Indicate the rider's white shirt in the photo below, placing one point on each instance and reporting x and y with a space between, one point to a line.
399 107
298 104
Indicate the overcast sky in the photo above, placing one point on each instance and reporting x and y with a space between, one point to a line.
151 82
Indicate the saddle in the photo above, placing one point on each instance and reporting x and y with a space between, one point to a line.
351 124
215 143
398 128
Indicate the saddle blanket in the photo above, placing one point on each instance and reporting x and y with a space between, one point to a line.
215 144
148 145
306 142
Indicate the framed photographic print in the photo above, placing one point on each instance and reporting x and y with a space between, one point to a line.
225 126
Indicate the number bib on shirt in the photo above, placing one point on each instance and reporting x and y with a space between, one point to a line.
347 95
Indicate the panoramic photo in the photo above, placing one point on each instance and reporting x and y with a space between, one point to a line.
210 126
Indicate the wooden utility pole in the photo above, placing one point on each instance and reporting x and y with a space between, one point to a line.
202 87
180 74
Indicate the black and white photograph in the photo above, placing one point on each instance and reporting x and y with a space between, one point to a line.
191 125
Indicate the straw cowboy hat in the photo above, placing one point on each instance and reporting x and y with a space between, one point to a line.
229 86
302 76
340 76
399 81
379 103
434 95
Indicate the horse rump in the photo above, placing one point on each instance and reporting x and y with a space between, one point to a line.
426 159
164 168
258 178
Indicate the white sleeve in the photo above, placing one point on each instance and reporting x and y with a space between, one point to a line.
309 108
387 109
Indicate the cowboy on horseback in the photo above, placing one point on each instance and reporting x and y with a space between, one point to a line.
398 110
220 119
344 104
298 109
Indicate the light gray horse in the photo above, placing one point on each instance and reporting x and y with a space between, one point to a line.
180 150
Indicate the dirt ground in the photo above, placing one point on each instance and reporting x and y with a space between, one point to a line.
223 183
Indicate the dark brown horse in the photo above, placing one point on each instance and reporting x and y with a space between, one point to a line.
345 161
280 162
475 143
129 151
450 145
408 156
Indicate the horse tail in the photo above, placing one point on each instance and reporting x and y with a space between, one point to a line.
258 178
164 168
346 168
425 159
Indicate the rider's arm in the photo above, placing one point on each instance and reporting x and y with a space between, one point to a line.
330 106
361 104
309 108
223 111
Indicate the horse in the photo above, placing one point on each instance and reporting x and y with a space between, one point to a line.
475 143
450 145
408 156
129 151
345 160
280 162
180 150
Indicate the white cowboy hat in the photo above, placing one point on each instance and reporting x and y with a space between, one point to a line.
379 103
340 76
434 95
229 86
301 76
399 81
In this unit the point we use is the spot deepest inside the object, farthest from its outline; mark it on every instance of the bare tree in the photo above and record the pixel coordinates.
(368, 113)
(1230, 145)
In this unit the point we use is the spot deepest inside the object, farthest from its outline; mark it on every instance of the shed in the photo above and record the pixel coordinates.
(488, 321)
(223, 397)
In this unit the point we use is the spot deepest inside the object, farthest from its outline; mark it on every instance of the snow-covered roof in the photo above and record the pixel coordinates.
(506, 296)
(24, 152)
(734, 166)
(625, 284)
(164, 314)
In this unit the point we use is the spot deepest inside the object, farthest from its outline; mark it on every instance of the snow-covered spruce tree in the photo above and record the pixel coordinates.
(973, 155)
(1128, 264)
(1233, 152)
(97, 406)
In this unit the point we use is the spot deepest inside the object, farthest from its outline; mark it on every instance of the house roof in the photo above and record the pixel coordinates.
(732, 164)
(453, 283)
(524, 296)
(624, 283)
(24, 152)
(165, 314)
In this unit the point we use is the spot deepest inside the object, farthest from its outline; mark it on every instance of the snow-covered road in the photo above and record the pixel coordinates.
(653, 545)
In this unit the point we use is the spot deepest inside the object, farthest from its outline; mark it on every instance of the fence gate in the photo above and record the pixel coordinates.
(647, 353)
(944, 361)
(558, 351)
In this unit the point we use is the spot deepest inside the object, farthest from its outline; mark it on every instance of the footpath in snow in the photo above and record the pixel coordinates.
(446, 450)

== About this exercise ==
Restate the material word for word, keeping every line intact.

== Answer for this exercise ==
Indicate the rider's white shirt in the photo below, placing one point on each instance and reporting x and y with a space between, one point to a line.
399 107
298 104
Indicate the overcast sky in the photo above, placing one point on each instance and reporting x and y with a space between, one point to a line.
151 82
Indicate the saddle in the photo above, placing one point on each instance and reporting x and y with a space between, one point to a line.
351 124
215 143
398 128
Indicate the saddle blanket in the photo above, placing one point on each instance and reporting x and y with a space between, one point to a line.
215 144
148 145
306 142
Indicate the framed photographic print in the photo above, placing one point on each instance and reporting x and y with a space between, one point to a line.
225 126
Indicate the number bib on shirt in the photo above, placing one point on each instance and reporting x and y with a space between, one point to a line.
347 95
Indicate the panoramic photo in the photo above, placing one point on each instance and reporting x and y with a space between, one point to a line.
210 126
Indicate the wooden utility pole in the photo above, placing one point on each instance and reporting x and y with a space between, one point to a line.
202 87
180 74
Indicate the black and white photograph in the photo above, placing one point on each instance and reporting x and y with a space between, one point to a line.
191 125
Indicate the straw cowboy hat in the photo above, placing one point on each instance and reporting x and y with a space between, one point to a line.
229 86
302 76
340 76
399 81
379 103
434 95
Indicate the horse rump in the photo above, placing one point on each instance and reporting x and y with a space between, one point to a line.
426 159
164 168
258 178
Indicate the white sleeve in the photo above, placing one point on each instance and reporting x and y with a space between, one point to a line.
309 108
387 109
Indicate the cowboy on horseback in the photo above, placing one point on each instance and reporting x and y with a space between, one point to a line.
398 110
220 119
344 104
298 109
Indicate the light gray horse in the photo above, placing one point on each instance and reporting x and y with a space between, one point to a line.
180 150
Indicate the dirt ground in the photo above, placing one point on each instance and reporting x and y with a space between, one point to a line.
223 183
Indicate the dark brown horse in the photo above, placing one point on each instance and reporting x and y with a space between, one point to a line.
345 161
280 162
475 143
129 151
450 145
408 156
Indicate the horse tail in the photo above, placing one point on each instance and reporting x and y with a space between, one point to a line.
258 178
164 168
346 168
425 159
Indicate the rider's arm in the photo above, placing one point on each instance and reporting x and y with a space between, one point to a line.
330 106
361 104
309 108
223 111
Indicate the horse in the photo above, placing one point on each instance and reporting x and y with a space between, one point to a line.
475 143
450 145
408 156
129 151
345 160
280 162
180 150
Indicate the white cowboy hat in the photo above, placing one point on each instance and reporting x and y with a space between, one point to a line.
379 103
340 76
434 95
229 86
301 76
399 81
In this unit the point we use is the spot deepest inside the object, farthest from its outline; mark it on every instance of the bare tree in the photo above and record the pixel coordinates.
(368, 113)
(1230, 145)
In this unit the point we use is the spot deepest inside the object, farthest from its outline; mark it on every instance of the shed in the photo above and record the pixel coordinates.
(488, 321)
(223, 397)
In this unit the point we use is the spot deepest inside the object, farthest from its outline; mark it on every instance of the snow-covered roof in the photo above and record the pixel coordinates.
(506, 296)
(24, 152)
(734, 166)
(625, 284)
(164, 314)
In this unit the point we use is the spot deepest inside the object, farthest from its outline; mark it on every instance of the snow-covered spruce tree in the photo above and record the pixel coordinates.
(973, 155)
(1128, 264)
(1233, 152)
(97, 406)
In this unit the point we use is the spot deepest inside the object, farthest from its outline; mark it on every instance of the house roof in the photo above and record the pixel coordinates.
(732, 164)
(453, 283)
(524, 296)
(624, 283)
(24, 152)
(165, 314)
In this unit the point we use is the spot deepest inside the object, farthest from its outline; mark it on every instance of the snow-covered road in the photo above and record the pixel coordinates.
(653, 545)
In this unit the point we use is the spot deepest inside the object, farthest from its outline; mark it on every instance of the fence gate in the photo above and record the pixel coordinates.
(647, 353)
(944, 361)
(558, 351)
In this unit the point we use is the spot deepest inside the object, farthest from its outline; mark it on every instance of the footpath in snow in the photo above and record the pixel coordinates.
(446, 450)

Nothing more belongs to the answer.